**TEXT SHOWN:**
* * *
[Intel-xe] [PATCH] RFC drm/xe: Add mem_access_get in gem_create_ioctl

Tue Oct 10 09:11:03 UTC 2023

Hi,

On 09/10/2023 07:22, Riana Tauro wrote:
> gem_create_ioctl does not have a mem_access_get till it reaches
> xe_bo_move.
> 
> When the device is runtime suspended (in D3cold), new bo created
> as part of gem_create_ioctl steals the buddy block of the kernel objects
> that are yet to be restored as part of runtime resume (D3cold). The runtime
> resume triggers only in xe_bo_move. While trying to restore the kernel
> objects it finds the buddy block is not free.
> Tries to evict the new bo which is already locked causing a deadlock
> 
> Prevent deadlock by taking mem_access get early in the ioctl
> 
> 	INFO: task kworker/1:1:44 blocked for more than 61 seconds.
> 	"echo 0 > /proc/sys/kernel/hung_task_timeout_secs" disables this message.
> 	task:kworker/1:1     state:D stack:25272 pid:44 ppid:2  flags:0x00004000
> 	[  +0.008395] Workqueue: pm pm_runtime_work
> 	[  +0.004068] Call Trace:
> 	[  +0.002486]  <TASK>
> 	[  +0.002161]  __schedule+0x6f5/0x1640
> 	[  +0.003702]  ? __pfx___schedule+0x10/0x10
> 	[  +0.004133]  ? __ww_mutex_lock.constprop.0+0xf4f/0x1e60
> 	[  +0.005330]  schedule+0x92/0x120
> 	....
> 	[  +0.003922]  ttm_bo_mem_space+0x46d/0x490 [ttm]
> 	[  +0.004586]  xe_bo_restore_pinned+0x200/0x320 [xe]
> 	[  +0.005007]  ? __pfx_xe_bo_restore_pinned+0x10/0x10 [xe]
> 	[  +0.005503]  ? __pfx__printk+0x10/0x10
> 	[  +0.003791]  ? __pfx_do_raw_spin_lock+0x10/0x10
> 	[  +0.004597]  xe_bo_restore_kernel+0x2e4/0x470 [xe]
> 	[  +0.005521]  xe_pm_runtime_resume+0x20a/0x750 [xe]
> 	....
> 	INFO: task xe_mmap:1836 blocked for more than 61 seconds.
> 	"echo 0 > /proc/sys/kernel/hung_task_timeout_secs" disables this message.
> 	task:xe_mmap   state:D stack:23600 pid:1836  ppid:1831 flags:0x00004002
> 	[  +0.008395] Call Trace:
> 	[  +0.002486]  <TASK>
> 	[  +0.003271]  rpm_resume+0x341/0xad0
> 	[  +0.005269]  __pm_runtime_resume+0x53/0xc0
> 	[  +0.004152]  xe_device_mem_access_get+0x2b/0x60 [xe]
> 	[  +0.005172]  xe_bo_move+0x2ef/0x9f0 [xe]
> 	[  +0.004131]  ttm_bo_handle_move_mem+0x15a/0x230 [ttm]
> 
> Link: https://gitlab.freedesktop.org/drm/xe/kernel/-/issues/256

I think we should mention that the overall idea was to first attempt to 
move all xe_device_mem_access_get() further up in the hierarchy (like 
ioctl level) to ensure that dma-resv lock is never held (potentially 
other locks also) when trying to wake up the device with d3cold enabled.
* * *
**DATA EXCERPT:**
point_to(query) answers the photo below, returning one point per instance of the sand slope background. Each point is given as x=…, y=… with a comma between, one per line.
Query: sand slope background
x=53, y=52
* * *
**REQUIRED WORK:**
(a) Repeat word for word the stretch of the patch discussion from "On 09/10/2023 07:22, Riana" through "is not free.".
(b) Answer these from the patch discussion:
(i) In which function does the runtime resume trigger?
(ii) For how long was task xe_mmap:1836 blocked?
(iii) Which lock does the reply say should never be held when trying to wake up the device with d3cold enabled?
The material has no connection to the patch discussion.

**RESPONSES IN ORDER:**
(a)
On 09/10/2023 07:22, Riana Tauro wrote:
> gem_create_ioctl does not have a mem_access_get till it reaches
> xe_bo_move.
> 
> When the device is runtime suspended (in D3cold), new bo created
> as part of gem_create_ioctl steals the buddy block of the kernel objects
> that are yet to be restored as part of runtime resume (D3cold). The runtime
> resume triggers only in xe_bo_move. While trying to restore the kernel
> objects it finds the buddy block is not free.

(b)
(i) xe_bo_move
(ii) More than 61 seconds
(iii) The dma-resv lock